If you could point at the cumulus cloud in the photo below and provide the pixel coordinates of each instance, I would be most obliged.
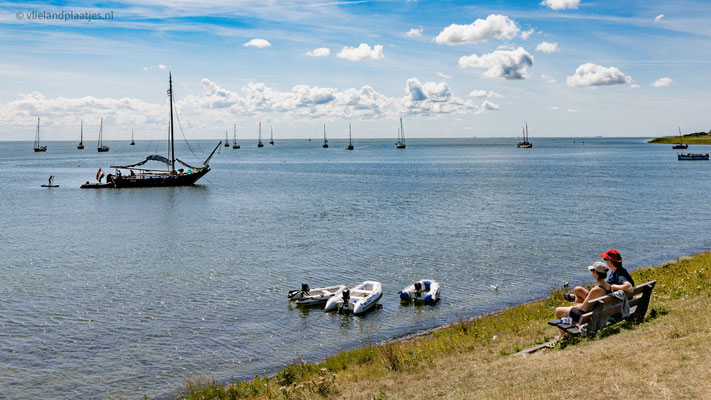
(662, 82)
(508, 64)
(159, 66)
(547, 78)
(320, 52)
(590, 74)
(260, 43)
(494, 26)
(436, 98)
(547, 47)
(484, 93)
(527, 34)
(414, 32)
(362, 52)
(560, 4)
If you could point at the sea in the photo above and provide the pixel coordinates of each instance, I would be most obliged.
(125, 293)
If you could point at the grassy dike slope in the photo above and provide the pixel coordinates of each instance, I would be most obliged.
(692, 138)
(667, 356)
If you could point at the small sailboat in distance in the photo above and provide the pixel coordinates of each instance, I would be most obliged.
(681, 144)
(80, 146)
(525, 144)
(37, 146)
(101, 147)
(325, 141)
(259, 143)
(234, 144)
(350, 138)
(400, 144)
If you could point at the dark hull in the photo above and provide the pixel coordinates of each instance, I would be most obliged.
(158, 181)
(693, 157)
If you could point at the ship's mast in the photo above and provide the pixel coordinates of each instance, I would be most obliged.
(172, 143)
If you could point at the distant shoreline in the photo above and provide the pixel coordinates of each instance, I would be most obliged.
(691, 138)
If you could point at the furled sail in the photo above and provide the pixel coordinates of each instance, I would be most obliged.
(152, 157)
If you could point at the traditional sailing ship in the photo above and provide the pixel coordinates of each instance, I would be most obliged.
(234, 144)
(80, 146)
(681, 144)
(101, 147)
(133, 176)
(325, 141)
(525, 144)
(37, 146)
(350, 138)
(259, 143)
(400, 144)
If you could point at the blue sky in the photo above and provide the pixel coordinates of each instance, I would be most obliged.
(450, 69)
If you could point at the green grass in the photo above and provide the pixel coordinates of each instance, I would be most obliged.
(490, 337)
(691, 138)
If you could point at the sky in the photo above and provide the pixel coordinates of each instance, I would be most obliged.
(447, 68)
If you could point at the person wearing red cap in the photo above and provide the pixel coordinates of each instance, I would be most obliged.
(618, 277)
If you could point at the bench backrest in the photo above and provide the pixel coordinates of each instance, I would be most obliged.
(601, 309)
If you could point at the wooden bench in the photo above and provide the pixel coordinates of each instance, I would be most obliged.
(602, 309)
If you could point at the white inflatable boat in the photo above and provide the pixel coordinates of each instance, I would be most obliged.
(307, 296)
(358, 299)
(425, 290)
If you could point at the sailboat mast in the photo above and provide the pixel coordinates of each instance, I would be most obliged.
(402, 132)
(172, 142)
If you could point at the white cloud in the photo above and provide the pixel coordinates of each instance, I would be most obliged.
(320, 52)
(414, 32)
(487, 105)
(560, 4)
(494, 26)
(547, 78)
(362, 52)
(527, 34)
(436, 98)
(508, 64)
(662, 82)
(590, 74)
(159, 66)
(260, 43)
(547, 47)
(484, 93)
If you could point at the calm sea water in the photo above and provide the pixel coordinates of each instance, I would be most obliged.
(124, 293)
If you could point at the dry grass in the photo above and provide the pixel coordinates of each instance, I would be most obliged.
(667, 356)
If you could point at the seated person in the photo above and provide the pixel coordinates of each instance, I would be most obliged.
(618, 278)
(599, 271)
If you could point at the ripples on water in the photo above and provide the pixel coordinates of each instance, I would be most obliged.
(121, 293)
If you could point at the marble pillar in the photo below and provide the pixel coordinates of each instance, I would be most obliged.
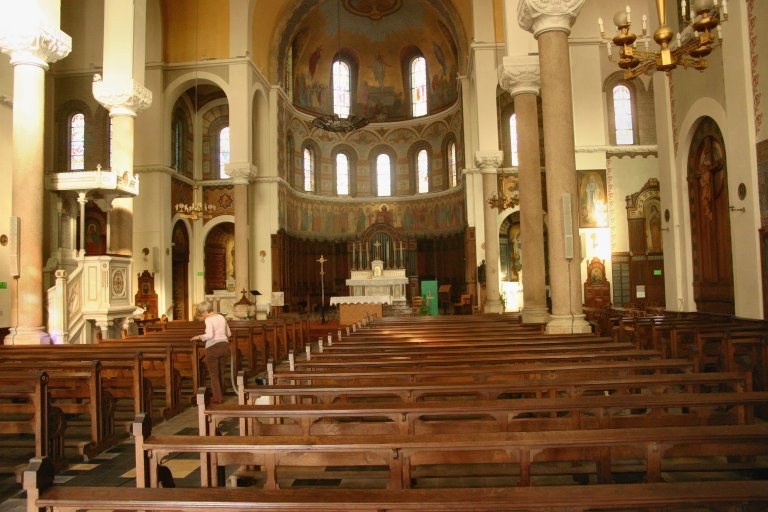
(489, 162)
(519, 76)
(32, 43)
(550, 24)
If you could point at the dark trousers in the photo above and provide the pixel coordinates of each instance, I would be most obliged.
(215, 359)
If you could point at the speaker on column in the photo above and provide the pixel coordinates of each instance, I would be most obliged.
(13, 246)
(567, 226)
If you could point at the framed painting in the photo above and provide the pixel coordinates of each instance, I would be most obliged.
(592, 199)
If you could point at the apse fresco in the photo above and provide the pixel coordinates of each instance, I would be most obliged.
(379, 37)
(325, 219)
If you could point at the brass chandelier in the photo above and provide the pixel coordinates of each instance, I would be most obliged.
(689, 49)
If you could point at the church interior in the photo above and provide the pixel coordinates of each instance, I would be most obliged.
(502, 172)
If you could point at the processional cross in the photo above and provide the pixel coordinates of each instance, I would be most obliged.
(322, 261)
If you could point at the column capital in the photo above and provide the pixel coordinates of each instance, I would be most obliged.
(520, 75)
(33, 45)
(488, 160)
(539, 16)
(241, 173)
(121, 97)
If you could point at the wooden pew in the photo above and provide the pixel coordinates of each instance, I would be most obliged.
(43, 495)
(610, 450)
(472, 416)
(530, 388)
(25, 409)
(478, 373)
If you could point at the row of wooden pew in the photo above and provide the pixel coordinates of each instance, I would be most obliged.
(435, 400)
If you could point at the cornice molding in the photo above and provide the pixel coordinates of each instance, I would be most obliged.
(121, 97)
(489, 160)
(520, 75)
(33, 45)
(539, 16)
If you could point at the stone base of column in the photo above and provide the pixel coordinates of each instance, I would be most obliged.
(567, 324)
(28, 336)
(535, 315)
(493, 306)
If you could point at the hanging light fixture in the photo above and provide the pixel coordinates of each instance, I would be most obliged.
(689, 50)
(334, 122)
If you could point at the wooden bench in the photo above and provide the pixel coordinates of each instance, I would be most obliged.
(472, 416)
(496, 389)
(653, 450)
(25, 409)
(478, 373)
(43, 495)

________________

Could you retype all the entries exactly, skipping the pictures?

▸ **Written response**
If you could point at the cumulus cloud in the photo below and provide the pixel coordinates of each instance, I would be most obliged.
(662, 82)
(508, 64)
(159, 66)
(547, 78)
(320, 52)
(590, 74)
(260, 43)
(494, 26)
(436, 98)
(547, 47)
(484, 93)
(527, 34)
(414, 32)
(362, 52)
(560, 4)
If you could point at the sea in the photo above and provide the pixel coordinates of each instance, I would be most obliged.
(125, 293)
If you could point at the grassy dike slope in the photo above and provide the pixel coordinates of each instance, I would be most obliged.
(692, 138)
(667, 356)
If you could point at the small sailboat in distance in the photo above and provide the pixel coordinates of each instance, I would be most obliged.
(681, 144)
(80, 146)
(525, 144)
(37, 146)
(101, 147)
(325, 141)
(259, 143)
(234, 144)
(350, 138)
(400, 144)
If you could point at the dark hull in the photo above and provide the pixel coordinates of each instance, I would be most obliged.
(158, 181)
(693, 157)
If you could point at the ship's mast in the photo above and provide the pixel coordinates of each instance, I would be most obliged.
(172, 143)
If you could point at the distant shoreline in the photo above and provide the pixel coordinates of each instance, I would be most obliged.
(691, 138)
If you could point at the furled sail in the photo above and provide the pixel coordinates of each instance, I would be most obliged.
(152, 157)
If you could point at the traditional sailing ship in the photo above and provide the pixel coordinates of each instance, I would be most obliged.
(234, 144)
(80, 146)
(681, 144)
(101, 147)
(133, 176)
(325, 141)
(525, 144)
(37, 146)
(350, 138)
(259, 143)
(400, 144)
If you could point at the blue sky in the photo above and provide the pixel coordinates of each instance, I would be most obliged.
(450, 69)
If you could point at the green grass in the photo above and provide the pixel coordinates of each instance, I would be most obliged.
(490, 337)
(691, 138)
If you could point at the sky in the photo above and provide the pixel coordinates of each instance, I would be most obliged.
(447, 68)
If you could point at the person wearing red cap in the photo above and provide the pixel coordinates of each instance, I would be most obliged.
(618, 277)
If you could point at the bench backrest in the photo above and provide the pixel coordinates of each instance, I would be most obliged.
(601, 309)
If you could point at the wooden bench in the photo above and provide the pixel coordinates of each instance, I would be most obliged.
(602, 309)
If you could point at the white inflatable boat in the photo above and provide the pixel coordinates of each instance, I would be most obliged.
(307, 296)
(358, 299)
(425, 290)
If you could point at the sailboat mast in the photo above and provide the pixel coordinates of each instance, I would be most obliged.
(402, 132)
(172, 142)
If you could point at the white cloud in the photo above and provide the pixel coordinates of each instance, I would be most obliged.
(320, 52)
(414, 32)
(487, 105)
(560, 4)
(494, 26)
(547, 78)
(362, 52)
(527, 34)
(436, 98)
(508, 64)
(662, 82)
(590, 74)
(159, 66)
(260, 43)
(547, 47)
(484, 93)
If you could point at the calm sea water in the photo above and provide the pixel coordinates of each instance, I would be most obliged.
(124, 293)
If you could point at the dry grass in the photo above and provide the pixel coordinates of each instance, I would be most obliged.
(667, 356)
If you could point at the seated person in the photo above and provide the pixel coordinates of each instance, I would be most obliged.
(618, 278)
(599, 271)
If you could point at the ripples on water in the photo above and provide the pixel coordinates of each instance, I would be most obliged.
(121, 293)
If you could point at the marble pillar in the photo below and provide the pixel coordinates of each instance, I would be most obliged.
(489, 162)
(519, 76)
(32, 43)
(550, 24)
If you could point at the dark trousers in the photo above and provide the pixel coordinates of each instance, I would be most obliged.
(215, 359)
If you could point at the speaker on column in the photo above and provide the pixel coordinates of each instance, I would be most obliged.
(13, 246)
(567, 226)
If you could point at the framed painting in the photo above and provide the pixel coordinates of each instance, I would be most obliged.
(592, 199)
If you could point at the apse fresco in the photo above and provide the pixel coordinates of each instance, I would be most obliged.
(379, 37)
(325, 219)
If you could point at the brass chandelier in the photo above and provide the pixel coordinates of each instance, I would be most obliged.
(689, 49)
If you could point at the church interior in the photo above and provide the pixel coordinates of each instance, I would be most obliged.
(502, 172)
If you could point at the processional cross in the photo above and provide the pixel coordinates of each instance, I would be most obliged.
(322, 261)
If you could point at the column capital in the photo above and provide the pixel coordinates of each instance, I would be most obliged.
(520, 75)
(33, 45)
(488, 160)
(539, 16)
(241, 173)
(121, 97)
If you could point at the wooden pew in the photo above and provide the pixel coordinates of each instance, I would be most obliged.
(43, 495)
(610, 450)
(472, 416)
(530, 388)
(25, 409)
(478, 373)
If you could point at the row of wooden pew in the photo above and provide the pixel coordinates of each instance, I would be most obliged.
(435, 400)
If you could point at the cornice molding in the photo above and provide the pixel coordinates of each instance, I would be most obliged.
(121, 97)
(489, 160)
(520, 75)
(33, 45)
(539, 16)
If you could point at the stone base of column in the photo above and provide the pixel coordinates of each instance, I would be most obliged.
(567, 324)
(28, 336)
(535, 315)
(493, 306)
If you could point at the hanging light fixture in the photo above and provide the pixel coordinates of each instance, I would be most obliged.
(689, 50)
(334, 122)
If you could point at the wooden bench in the photo above and provide the pixel coordinates of each instance, I would be most obliged.
(472, 416)
(496, 389)
(653, 450)
(25, 409)
(478, 373)
(43, 495)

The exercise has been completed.